TEXTO DE LEITURA →
▼
“É evidente que neste quadrante as direções estão em crise. Mas é um reducionismo forte dizer que a crise é tão somente de direção”
Por Pedro Carrano*
É interessante receber uma crítica do camarada Anísio Garcez Homem sobre meu recente texto “A derrota de Ratinho e a vitória da organização popular“, quando falei em vitória dos trabalhadores no episódio da consulta do governo do Paraná à comunidade escolar sobre o projeto de privatização das escolas.
Na visão de Anísio, falar em vitória geraria uma ilusão nos trabalhadores, uma vez em que, como reconheço, de fato a maior parte das escolas foi até aqui atropelada pelo dispositivo do “quórum” criado pelo governo. Embora, na base e na consulta à comunidade, o projeto foi sim aplamente rechaçado.
No entanto, meu texto enfatizou um aspecto central que Anísio anteriormente vinha menosprezando, e agora não menciona, ou sequer faz alguma forma de auto-crítica: a mobilização pela base, na unidade entre a comunidade escolar, o movimento sindical e popular, envolveu jovens, comunidade, professores, sindicalistas e militantes e, no mínimo, politizou o debate nas escolas públicas e no seu entorno, geralmente de comunidades periféricas.
Em 11 de junho de 2004, no texto “Não é hora de acomodação e sim de armar a ratoeira”, havia escrito Anísio: “Enganam-se aqueles que, nas direções sindicais e como militantes dos movimentos sociais e populares, apregoam voltar à luta apenas nas consultas que serão realizadas nas comunidades escolares sobre a aceitação ou não da entrega da escola a algum “parceiro” empresarial bem “amigo”. Isso é tomar a lei como estabelecida e ponto. É, de certa maneira, reconhecer de forma instantânea o processo de aprovação da lei como legítimo, quando, por exemplo, há uma ação em sentido contrário impetrada no STF”.
▲
OBJETIVOS →
- A) Segundo o texto de leitura, que dispositivo criado pelo governo atropelou até aqui a maior parte das escolas?
- B) Indique se cada afirmação concorda com o texto de leitura, respondendo sim ou não e citando as palavras decisivas: (i) A consulta do governo do Paraná à comunidade escolar tratava de um projeto de privatização das escolas. (ii) Para Anísio, falar em vitória geraria uma ilusão nos trabalhadores. (iii) A mobilização pela base envolveu apenas professores e sindicalistas.
- C) Reescreva em forma de lista o parágrafo do texto de leitura que começa com "No entanto, meu texto enfatizou", mantendo os fatos principais.

DADOS FORNECIDOS →
▼
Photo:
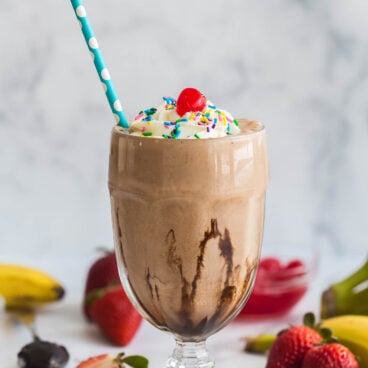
▲
RESPOSTAS FINAIS →
- A) O dispositivo do "quórum".

- B)
(i) Sim: "consulta do governo do Paraná à comunidade escolar sobre o projeto de privatização das escolas".
(ii) Sim: "falar em vitória geraria uma ilusão nos trabalhadores".
(iii) Não: "envolveu jovens, comunidade, professores, sindicalistas e militantes".

- C)
- O texto do autor enfatizou um aspecto central que Anísio vinha menosprezando e agora não menciona, sem fazer autocrítica: a mobilização pela base.
- Essa mobilização se deu na unidade entre a comunidade escolar e o movimento sindical e popular.
- Envolveu jovens, comunidade, professores, sindicalistas e militantes.
- No mínimo, politizou o debate nas escolas públicas e no seu entorno, geralmente formado por comunidades periféricas.